## Required task
In the drivers' room text, between "Most people who" and "a big race.", inclusive, switch "big race" to "major race" and write out that span.

## Given text
::::::::

Most people who had watched the Yonkers card earlier that day would have been of the opinion that Yannick had an incredible day - which he did. But here in the drivers’ room the human element shone through, and for a moment he was just another owner - like many of us - that was disappointed when his horse didn’t fire in a big race.

Maybe, in-part, that’s the appeal of this room? It’s a place where these men - who work under such scrutiny and pressure - can let their guard down a little and just be themselves. And in that case, it’s another reason why I will only tell part of the story as to what is said in there. Generations of drivers have welcomed me into their world in that room, and I would never betray the sanctity of that.

That being said, as I sat in there last Saturday, I did come to the conclusion that there was still a way to tell the basis of the story while maintaining that trust… and as they read that last line, many of the horsemen who were in the room that night will no doubt take a deep sigh of relief - lol.

As the races get ready to start, the game of Gin being played by McNair, MacIntosh, Borth, the Henry boys and Billy Davis Jr. miraculously comes to an end at exactly the right time for those partaking in the first race to do so. The uncanny timing gives one the impression that these guys have almost done this cards-racing-parlay thing once or twice before.

Drivers' Room

As my old pal Dougie McNair is stuffing his winnings into his pocket, he’s also changing into his familiar burgundy and black colours. He’s chirped by a few of the peers he just took money from, that he’s going to be late for post parade, but he shoots back that he has the 10-hole in the 1st, and although it’s a terrible post, it gives him about 30 seconds more time to get changed. McNair grabs his helmet and whip, and as I glance at one of the TVs - that are now all tuned to horse racing - moments later, I see Doug arrive at his horse at the precise time he needed to be there… also giving one the impression that he had almost done this cards-racing-parlay thing once or twice before.

The Saturday night races are underway, the card table sits abandoned - for now - and the night starts to take on an air that’s a little more businesslike… to a degree at least.

There’s plenty of talk between reinsmen, educating one another on horses they’ve driven or are soon to drive for example. At one point I hear Billy Davis Jr. tell Jonathan Drury, in regard to an undisclosed horse: ‘No, he’s safe to drive now… he’s safe but he’s slow now too though.’

The odd trainer pops in-and-out to discuss business with their driver as well, as the laid-back atmosphere gives way to one with a lot more hustle-and-bustle.

::::::::

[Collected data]
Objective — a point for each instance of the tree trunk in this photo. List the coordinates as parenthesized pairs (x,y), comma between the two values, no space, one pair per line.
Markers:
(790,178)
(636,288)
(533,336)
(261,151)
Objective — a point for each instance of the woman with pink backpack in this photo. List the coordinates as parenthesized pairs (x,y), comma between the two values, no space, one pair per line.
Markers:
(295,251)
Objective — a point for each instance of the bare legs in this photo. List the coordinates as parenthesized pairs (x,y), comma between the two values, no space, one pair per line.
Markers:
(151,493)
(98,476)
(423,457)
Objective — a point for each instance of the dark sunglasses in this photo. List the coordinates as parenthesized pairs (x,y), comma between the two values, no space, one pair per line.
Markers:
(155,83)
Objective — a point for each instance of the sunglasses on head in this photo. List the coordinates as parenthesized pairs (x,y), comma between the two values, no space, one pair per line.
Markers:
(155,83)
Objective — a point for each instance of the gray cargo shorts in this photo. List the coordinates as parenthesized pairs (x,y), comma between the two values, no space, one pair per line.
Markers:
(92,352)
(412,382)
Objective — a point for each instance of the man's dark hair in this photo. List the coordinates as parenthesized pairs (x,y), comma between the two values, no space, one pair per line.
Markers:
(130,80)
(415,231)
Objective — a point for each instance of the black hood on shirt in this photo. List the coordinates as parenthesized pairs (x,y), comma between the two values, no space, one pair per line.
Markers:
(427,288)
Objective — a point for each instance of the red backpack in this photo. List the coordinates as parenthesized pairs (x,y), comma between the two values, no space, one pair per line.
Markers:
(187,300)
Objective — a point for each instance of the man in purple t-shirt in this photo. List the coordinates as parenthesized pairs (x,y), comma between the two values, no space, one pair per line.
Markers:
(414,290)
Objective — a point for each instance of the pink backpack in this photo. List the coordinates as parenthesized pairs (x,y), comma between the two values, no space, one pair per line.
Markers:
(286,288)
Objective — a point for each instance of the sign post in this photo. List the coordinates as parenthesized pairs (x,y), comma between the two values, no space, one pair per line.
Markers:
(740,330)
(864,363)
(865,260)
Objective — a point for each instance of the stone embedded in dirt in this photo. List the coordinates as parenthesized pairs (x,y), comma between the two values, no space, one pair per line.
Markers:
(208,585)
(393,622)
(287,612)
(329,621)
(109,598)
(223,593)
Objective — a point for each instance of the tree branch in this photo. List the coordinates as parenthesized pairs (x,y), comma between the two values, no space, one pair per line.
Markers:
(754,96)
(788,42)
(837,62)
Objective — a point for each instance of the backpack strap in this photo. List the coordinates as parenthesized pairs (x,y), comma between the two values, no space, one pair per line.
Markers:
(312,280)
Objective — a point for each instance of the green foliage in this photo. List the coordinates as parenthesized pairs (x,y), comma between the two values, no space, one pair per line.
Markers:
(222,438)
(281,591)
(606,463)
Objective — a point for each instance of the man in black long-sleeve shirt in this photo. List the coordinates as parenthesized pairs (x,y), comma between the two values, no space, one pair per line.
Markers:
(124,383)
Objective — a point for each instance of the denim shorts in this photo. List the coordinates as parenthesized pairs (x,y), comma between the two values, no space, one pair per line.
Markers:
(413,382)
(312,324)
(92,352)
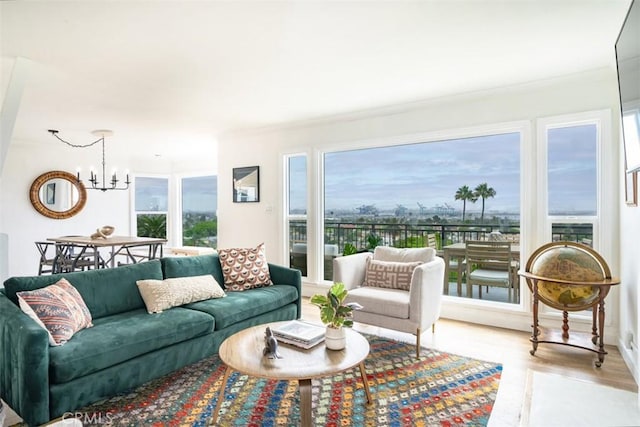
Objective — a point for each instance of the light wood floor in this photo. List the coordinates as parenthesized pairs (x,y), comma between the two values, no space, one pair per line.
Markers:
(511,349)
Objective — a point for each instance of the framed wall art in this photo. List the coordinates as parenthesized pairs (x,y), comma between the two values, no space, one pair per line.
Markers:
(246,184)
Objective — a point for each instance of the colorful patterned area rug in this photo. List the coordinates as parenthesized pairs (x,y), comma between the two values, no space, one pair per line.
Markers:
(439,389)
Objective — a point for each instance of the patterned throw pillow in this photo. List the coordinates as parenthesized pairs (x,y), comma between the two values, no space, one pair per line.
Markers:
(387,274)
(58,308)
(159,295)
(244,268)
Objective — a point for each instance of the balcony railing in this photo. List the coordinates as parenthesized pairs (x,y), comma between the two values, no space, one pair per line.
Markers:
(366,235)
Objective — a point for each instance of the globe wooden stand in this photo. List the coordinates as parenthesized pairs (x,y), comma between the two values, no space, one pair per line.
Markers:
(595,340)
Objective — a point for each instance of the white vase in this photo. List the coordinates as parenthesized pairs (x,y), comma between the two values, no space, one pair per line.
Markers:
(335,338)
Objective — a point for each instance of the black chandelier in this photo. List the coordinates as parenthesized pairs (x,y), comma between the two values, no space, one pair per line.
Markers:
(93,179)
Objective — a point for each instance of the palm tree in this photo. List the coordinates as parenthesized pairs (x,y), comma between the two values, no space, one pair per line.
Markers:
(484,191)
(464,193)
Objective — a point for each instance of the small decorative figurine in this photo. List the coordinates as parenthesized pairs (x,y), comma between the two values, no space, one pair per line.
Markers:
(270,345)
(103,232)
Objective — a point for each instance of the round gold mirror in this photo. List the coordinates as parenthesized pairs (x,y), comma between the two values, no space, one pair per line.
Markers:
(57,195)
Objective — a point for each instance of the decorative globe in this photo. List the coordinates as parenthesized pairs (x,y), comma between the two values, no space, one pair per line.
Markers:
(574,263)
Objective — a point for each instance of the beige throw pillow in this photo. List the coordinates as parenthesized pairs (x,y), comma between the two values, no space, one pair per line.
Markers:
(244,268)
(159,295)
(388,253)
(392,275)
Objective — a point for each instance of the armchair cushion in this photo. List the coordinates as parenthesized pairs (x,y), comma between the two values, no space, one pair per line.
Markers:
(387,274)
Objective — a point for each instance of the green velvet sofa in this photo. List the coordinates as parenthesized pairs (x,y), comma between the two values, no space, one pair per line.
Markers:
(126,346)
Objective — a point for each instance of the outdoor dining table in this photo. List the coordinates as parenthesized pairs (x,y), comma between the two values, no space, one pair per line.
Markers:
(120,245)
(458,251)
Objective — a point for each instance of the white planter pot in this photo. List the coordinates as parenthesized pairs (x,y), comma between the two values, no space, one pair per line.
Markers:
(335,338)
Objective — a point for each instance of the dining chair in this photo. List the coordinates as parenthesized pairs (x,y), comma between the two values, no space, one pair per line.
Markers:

::::::::

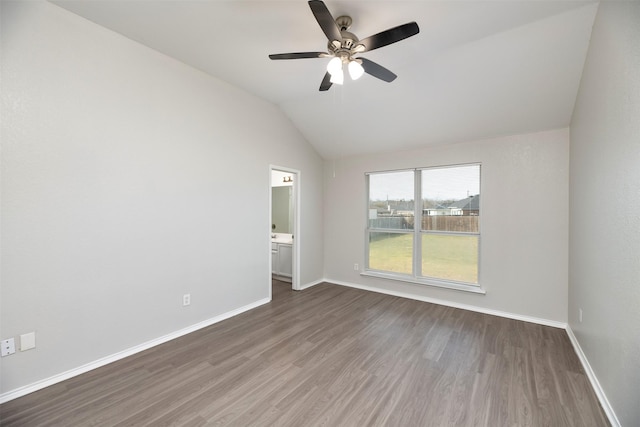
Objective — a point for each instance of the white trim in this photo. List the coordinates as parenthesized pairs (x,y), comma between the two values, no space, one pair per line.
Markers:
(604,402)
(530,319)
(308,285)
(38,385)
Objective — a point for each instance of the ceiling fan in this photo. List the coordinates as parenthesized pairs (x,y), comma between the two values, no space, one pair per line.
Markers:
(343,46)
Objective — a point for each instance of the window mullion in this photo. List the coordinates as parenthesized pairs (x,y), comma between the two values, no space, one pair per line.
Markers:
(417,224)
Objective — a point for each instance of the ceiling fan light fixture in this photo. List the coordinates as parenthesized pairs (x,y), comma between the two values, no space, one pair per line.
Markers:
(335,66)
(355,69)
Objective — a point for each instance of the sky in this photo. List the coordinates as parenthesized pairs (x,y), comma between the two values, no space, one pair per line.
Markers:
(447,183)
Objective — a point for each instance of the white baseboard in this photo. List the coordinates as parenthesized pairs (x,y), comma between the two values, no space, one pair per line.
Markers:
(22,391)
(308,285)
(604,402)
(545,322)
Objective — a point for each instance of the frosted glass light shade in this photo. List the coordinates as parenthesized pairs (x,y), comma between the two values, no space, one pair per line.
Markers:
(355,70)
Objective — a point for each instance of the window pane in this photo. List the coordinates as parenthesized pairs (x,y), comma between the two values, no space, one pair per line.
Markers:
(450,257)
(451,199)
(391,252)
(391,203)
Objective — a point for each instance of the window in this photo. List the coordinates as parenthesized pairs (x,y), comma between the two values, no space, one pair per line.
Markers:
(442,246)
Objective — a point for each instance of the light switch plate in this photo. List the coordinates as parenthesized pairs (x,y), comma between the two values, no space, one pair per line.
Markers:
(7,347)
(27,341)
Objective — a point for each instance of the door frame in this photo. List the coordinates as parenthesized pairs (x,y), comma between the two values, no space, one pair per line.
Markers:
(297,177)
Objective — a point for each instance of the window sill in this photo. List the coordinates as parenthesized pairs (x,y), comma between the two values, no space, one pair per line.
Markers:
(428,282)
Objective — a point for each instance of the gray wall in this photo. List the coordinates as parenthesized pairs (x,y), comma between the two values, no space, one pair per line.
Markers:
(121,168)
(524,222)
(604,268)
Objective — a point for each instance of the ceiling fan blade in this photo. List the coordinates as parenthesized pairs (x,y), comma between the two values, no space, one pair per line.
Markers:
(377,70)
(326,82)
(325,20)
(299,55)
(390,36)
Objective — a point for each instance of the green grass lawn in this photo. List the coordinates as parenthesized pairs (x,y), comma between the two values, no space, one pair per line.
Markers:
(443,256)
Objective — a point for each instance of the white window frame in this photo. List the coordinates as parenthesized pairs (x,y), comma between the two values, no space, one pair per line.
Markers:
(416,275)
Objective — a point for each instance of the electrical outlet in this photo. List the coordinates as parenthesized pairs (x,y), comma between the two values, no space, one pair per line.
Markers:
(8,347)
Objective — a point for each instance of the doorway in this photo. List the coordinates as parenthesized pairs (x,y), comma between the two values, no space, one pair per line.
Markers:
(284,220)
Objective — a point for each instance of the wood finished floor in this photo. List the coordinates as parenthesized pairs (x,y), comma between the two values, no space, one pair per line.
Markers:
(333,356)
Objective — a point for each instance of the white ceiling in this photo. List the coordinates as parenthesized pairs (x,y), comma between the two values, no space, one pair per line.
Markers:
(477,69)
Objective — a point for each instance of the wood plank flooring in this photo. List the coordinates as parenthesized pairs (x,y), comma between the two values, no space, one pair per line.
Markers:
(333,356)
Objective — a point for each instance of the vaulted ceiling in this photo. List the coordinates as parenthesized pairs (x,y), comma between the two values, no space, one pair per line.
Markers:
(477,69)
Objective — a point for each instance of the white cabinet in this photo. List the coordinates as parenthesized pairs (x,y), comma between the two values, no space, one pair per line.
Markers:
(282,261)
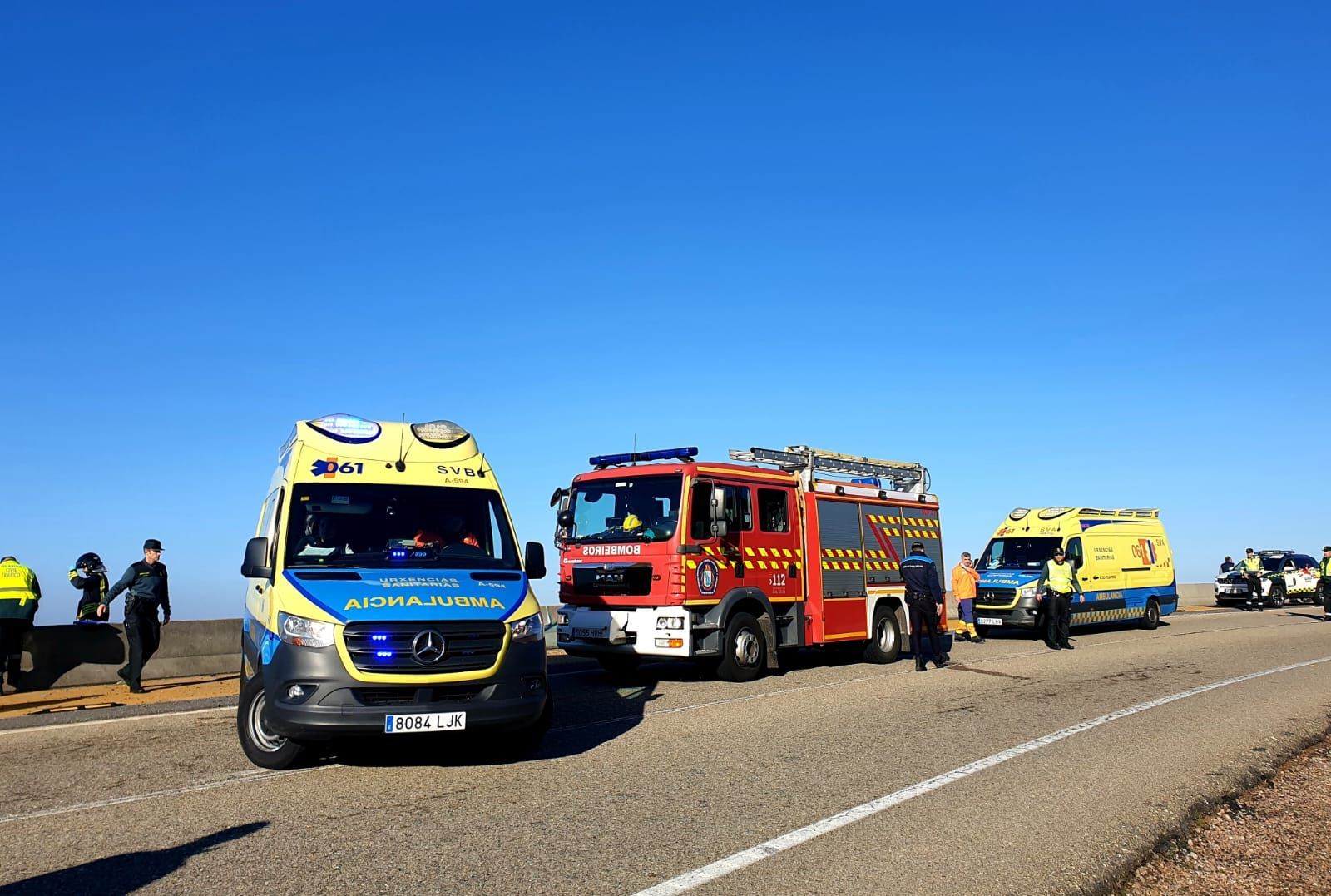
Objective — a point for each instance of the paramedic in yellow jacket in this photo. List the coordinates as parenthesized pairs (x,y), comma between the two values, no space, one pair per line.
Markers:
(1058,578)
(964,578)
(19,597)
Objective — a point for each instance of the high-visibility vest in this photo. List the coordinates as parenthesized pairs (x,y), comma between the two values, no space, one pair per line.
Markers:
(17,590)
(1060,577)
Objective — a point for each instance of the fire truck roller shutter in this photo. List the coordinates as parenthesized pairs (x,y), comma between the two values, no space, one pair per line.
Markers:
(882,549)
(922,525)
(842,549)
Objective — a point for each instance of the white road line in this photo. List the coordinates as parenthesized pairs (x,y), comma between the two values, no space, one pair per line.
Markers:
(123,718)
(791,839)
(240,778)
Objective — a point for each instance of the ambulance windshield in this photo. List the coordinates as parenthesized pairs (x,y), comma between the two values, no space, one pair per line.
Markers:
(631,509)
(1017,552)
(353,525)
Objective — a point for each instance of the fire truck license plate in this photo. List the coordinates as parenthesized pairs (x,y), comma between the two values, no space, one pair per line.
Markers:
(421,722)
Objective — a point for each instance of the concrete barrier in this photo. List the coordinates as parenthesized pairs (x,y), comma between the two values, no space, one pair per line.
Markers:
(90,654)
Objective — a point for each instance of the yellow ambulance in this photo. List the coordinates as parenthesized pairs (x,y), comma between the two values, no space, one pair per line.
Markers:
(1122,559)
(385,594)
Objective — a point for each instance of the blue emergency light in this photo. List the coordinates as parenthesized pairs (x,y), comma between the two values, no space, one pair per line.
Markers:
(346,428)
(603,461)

::::::::

## Answer for the task
Most people who had watched the Yonkers card earlier that day would have been of the opinion that Yannick had an incredible day - which he did. But here in the drivers’ room the human element shone through, and for a moment he was just another owner - like many of us - that was disappointed when his horse didn’t fire in a major race.